▶ _Instructions for the task_
Output the line containing "Where can the red coffee" and all subsequent lines of the listing below, copied exactly, with no other lines.

--- start of Records for this exercise ---

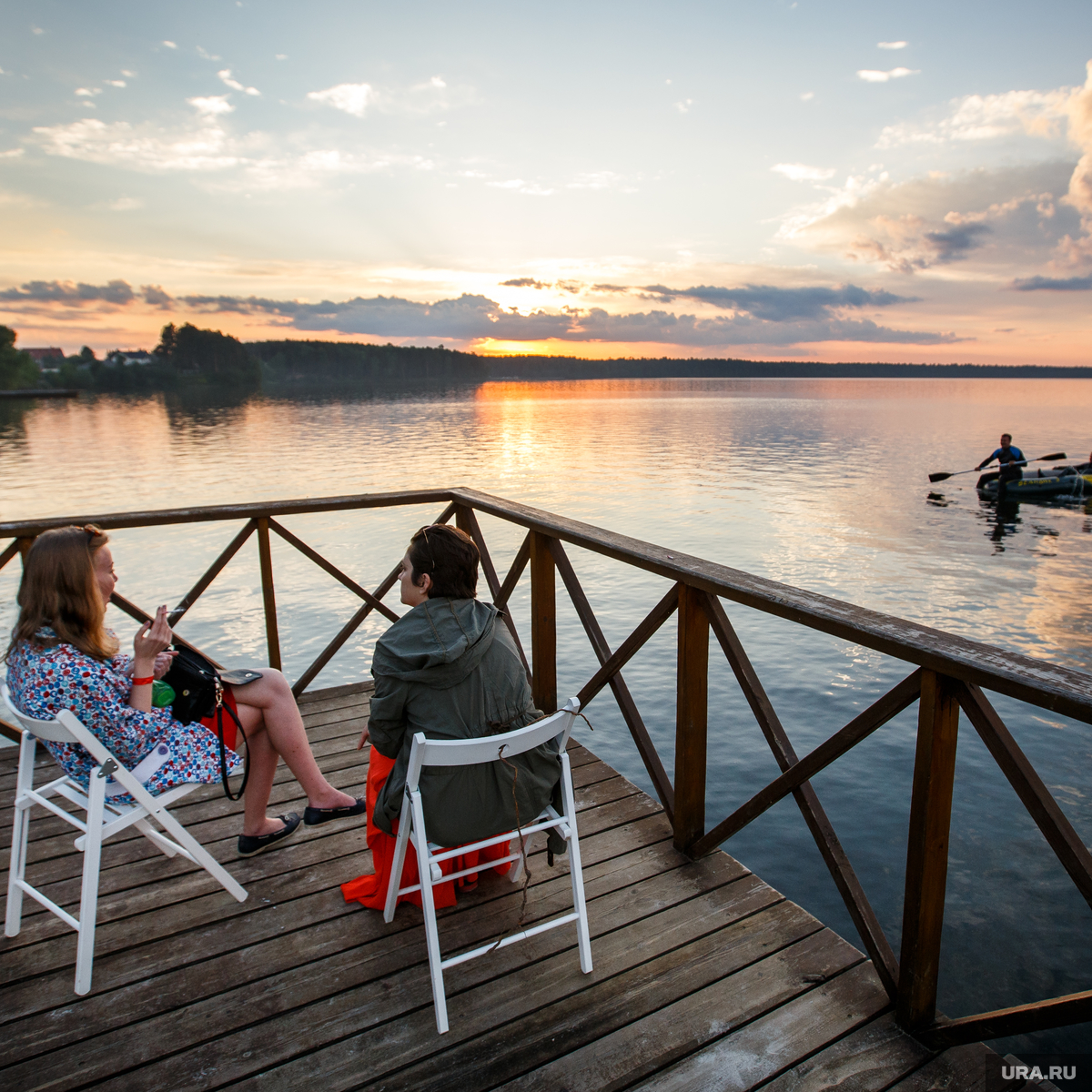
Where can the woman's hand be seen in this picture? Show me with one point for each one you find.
(152, 639)
(163, 662)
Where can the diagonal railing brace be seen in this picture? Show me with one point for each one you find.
(644, 745)
(894, 703)
(853, 895)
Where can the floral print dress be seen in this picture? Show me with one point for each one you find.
(45, 680)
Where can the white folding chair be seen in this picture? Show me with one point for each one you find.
(480, 752)
(104, 819)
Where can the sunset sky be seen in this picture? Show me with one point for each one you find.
(770, 179)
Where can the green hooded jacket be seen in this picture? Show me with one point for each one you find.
(450, 669)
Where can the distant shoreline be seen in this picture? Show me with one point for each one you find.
(295, 360)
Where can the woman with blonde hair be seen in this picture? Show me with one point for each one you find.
(61, 656)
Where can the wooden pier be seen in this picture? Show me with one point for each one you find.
(705, 977)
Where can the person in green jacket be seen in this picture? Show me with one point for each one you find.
(450, 669)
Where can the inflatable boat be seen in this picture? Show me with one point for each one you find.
(1057, 481)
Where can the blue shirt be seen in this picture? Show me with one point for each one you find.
(1013, 453)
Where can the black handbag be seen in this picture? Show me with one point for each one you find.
(199, 693)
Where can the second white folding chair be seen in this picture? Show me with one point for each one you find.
(105, 818)
(483, 752)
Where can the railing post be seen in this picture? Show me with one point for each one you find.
(692, 719)
(931, 808)
(266, 560)
(543, 625)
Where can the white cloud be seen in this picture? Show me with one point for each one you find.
(998, 219)
(986, 117)
(121, 146)
(595, 180)
(875, 76)
(211, 105)
(802, 173)
(518, 185)
(225, 76)
(350, 97)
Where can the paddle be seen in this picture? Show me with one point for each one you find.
(1041, 459)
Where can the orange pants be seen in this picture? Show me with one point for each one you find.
(371, 890)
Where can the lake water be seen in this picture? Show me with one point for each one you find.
(822, 484)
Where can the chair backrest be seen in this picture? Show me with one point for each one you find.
(68, 729)
(490, 748)
(53, 731)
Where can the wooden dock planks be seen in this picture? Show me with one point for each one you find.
(704, 976)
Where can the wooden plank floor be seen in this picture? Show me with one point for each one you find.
(705, 977)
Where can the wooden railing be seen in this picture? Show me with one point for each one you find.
(948, 677)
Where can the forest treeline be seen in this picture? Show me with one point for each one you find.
(188, 358)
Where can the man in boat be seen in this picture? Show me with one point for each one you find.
(1010, 460)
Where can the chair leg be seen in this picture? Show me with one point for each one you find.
(576, 869)
(399, 860)
(163, 844)
(21, 829)
(516, 873)
(429, 905)
(200, 854)
(88, 896)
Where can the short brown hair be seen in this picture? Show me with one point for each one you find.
(59, 590)
(450, 557)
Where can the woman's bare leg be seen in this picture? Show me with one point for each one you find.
(263, 763)
(274, 729)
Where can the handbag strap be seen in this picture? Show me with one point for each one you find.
(223, 749)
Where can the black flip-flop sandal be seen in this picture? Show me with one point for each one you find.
(314, 816)
(249, 844)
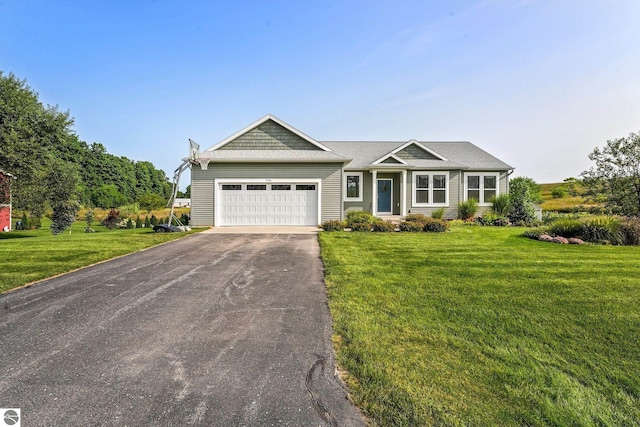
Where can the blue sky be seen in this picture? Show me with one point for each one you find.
(538, 84)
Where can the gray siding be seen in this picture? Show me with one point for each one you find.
(413, 152)
(330, 175)
(269, 136)
(455, 196)
(201, 199)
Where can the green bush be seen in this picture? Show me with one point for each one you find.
(112, 219)
(535, 233)
(359, 217)
(438, 213)
(359, 226)
(468, 209)
(421, 218)
(566, 227)
(501, 205)
(558, 192)
(631, 230)
(333, 225)
(411, 226)
(383, 226)
(435, 225)
(603, 229)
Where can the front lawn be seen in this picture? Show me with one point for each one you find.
(30, 255)
(480, 326)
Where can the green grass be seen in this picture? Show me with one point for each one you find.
(549, 203)
(31, 255)
(480, 326)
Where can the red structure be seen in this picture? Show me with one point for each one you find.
(5, 200)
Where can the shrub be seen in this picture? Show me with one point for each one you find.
(602, 229)
(566, 227)
(500, 222)
(501, 205)
(333, 225)
(24, 222)
(112, 219)
(89, 217)
(631, 230)
(535, 233)
(411, 226)
(383, 226)
(468, 209)
(434, 225)
(438, 213)
(359, 226)
(63, 216)
(558, 192)
(420, 218)
(523, 194)
(359, 217)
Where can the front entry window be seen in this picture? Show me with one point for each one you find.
(430, 189)
(353, 186)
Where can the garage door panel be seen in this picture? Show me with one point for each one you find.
(260, 204)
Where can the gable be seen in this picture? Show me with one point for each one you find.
(413, 152)
(269, 135)
(391, 160)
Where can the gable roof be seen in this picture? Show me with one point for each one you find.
(266, 120)
(447, 155)
(270, 140)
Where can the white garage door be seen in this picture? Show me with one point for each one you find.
(287, 203)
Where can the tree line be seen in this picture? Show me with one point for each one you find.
(55, 170)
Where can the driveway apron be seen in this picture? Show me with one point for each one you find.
(211, 330)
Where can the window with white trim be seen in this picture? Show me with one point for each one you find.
(353, 186)
(481, 186)
(430, 188)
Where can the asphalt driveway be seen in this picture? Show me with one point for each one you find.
(211, 330)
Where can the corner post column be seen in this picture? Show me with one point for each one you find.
(374, 193)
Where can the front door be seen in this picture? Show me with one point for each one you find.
(385, 197)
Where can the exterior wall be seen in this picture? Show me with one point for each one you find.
(202, 184)
(269, 136)
(201, 199)
(455, 196)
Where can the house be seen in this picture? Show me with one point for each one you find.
(270, 173)
(5, 200)
(181, 202)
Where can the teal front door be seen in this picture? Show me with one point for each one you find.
(384, 196)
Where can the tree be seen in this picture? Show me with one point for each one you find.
(616, 175)
(523, 192)
(62, 194)
(29, 134)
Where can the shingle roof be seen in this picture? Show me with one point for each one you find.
(459, 155)
(268, 156)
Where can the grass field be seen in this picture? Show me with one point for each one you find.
(566, 203)
(27, 256)
(480, 326)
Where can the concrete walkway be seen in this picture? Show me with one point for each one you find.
(272, 229)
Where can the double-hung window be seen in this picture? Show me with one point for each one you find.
(430, 189)
(481, 186)
(352, 186)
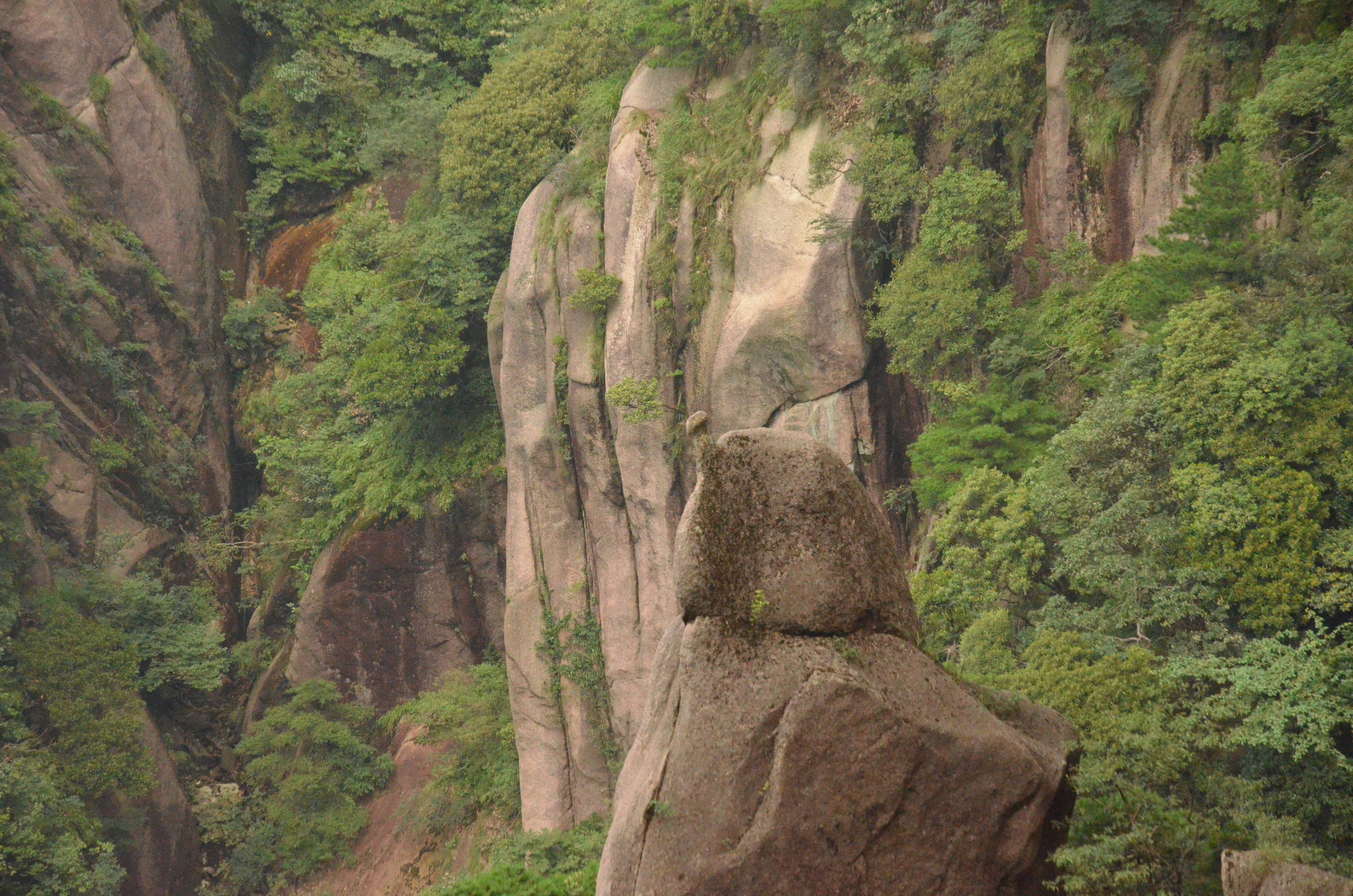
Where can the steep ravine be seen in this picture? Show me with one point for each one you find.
(129, 174)
(586, 522)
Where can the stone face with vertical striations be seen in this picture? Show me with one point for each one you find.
(596, 500)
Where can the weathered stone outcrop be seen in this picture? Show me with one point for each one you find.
(773, 761)
(126, 171)
(594, 500)
(1255, 873)
(765, 505)
(390, 609)
(101, 134)
(387, 860)
(1117, 210)
(781, 341)
(156, 836)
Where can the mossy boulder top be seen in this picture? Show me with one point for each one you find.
(780, 534)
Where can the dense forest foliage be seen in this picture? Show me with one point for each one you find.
(1134, 497)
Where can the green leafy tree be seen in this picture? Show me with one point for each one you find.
(471, 711)
(308, 765)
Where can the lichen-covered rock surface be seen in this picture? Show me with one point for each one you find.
(594, 496)
(773, 762)
(779, 533)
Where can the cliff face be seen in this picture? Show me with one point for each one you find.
(594, 499)
(129, 174)
(125, 178)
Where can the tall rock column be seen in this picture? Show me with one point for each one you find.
(594, 499)
(560, 733)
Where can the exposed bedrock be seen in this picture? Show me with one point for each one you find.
(156, 837)
(390, 609)
(1119, 208)
(155, 152)
(594, 500)
(772, 761)
(1255, 873)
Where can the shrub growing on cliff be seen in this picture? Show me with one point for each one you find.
(308, 765)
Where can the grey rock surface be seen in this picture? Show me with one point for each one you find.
(780, 534)
(774, 761)
(1255, 873)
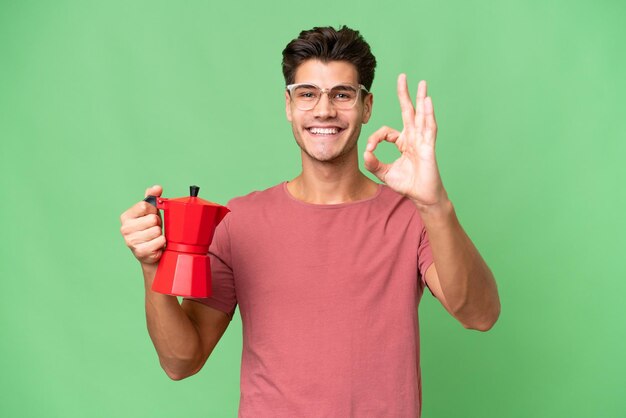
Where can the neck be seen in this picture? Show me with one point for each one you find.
(329, 183)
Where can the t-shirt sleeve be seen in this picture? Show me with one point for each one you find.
(424, 255)
(223, 296)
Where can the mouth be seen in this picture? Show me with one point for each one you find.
(324, 131)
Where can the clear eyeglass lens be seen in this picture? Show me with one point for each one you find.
(342, 97)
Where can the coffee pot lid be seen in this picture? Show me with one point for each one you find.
(193, 198)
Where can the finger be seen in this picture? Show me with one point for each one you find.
(408, 112)
(150, 251)
(138, 210)
(133, 225)
(430, 128)
(373, 164)
(155, 190)
(140, 237)
(419, 106)
(383, 134)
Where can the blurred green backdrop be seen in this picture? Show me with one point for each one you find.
(99, 100)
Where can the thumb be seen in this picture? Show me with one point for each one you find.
(155, 190)
(374, 166)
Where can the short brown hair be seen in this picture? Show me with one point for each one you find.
(328, 44)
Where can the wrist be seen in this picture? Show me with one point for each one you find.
(437, 212)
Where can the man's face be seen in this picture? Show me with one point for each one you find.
(325, 133)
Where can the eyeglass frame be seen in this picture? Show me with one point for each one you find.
(290, 88)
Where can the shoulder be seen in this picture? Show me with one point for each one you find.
(254, 199)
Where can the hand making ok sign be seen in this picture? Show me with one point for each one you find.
(415, 173)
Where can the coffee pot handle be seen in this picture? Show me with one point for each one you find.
(152, 200)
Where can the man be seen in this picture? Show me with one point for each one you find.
(328, 268)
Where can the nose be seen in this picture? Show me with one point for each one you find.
(324, 107)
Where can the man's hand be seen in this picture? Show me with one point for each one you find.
(141, 229)
(415, 173)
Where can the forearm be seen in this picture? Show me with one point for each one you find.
(466, 281)
(173, 333)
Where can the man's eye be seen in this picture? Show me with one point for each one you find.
(306, 93)
(343, 95)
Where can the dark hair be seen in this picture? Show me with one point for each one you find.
(327, 44)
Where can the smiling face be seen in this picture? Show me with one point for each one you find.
(324, 133)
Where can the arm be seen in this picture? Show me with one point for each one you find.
(459, 277)
(184, 335)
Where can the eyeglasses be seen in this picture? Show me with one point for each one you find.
(307, 95)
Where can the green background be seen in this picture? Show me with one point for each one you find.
(99, 100)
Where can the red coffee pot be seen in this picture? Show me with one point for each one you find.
(185, 267)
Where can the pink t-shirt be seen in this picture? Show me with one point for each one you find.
(328, 297)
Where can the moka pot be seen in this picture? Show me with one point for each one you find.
(185, 268)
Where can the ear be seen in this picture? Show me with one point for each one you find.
(288, 105)
(367, 107)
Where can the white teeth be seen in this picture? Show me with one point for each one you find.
(324, 131)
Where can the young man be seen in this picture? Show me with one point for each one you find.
(328, 268)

--- end of Records for this exercise ---

▶ _Completed exercise_
Where can the red coffee pot be seen in this picture? Show me with one point for each one you find.
(185, 267)
Where can the pink t-shirt be seen in this picture? Show me with one point for each one you find.
(328, 297)
Where can the moka pot be seen in this picture? Show me with one point for each one you find.
(185, 268)
Where can the ear be seen in this picture? Show me with one point for each one you find.
(288, 105)
(367, 107)
Where can the white teeth be seen in this picture? Show me with one point for each one you find.
(324, 131)
Where can the young man be seen in this picture? Show me with one point for each one you find.
(328, 268)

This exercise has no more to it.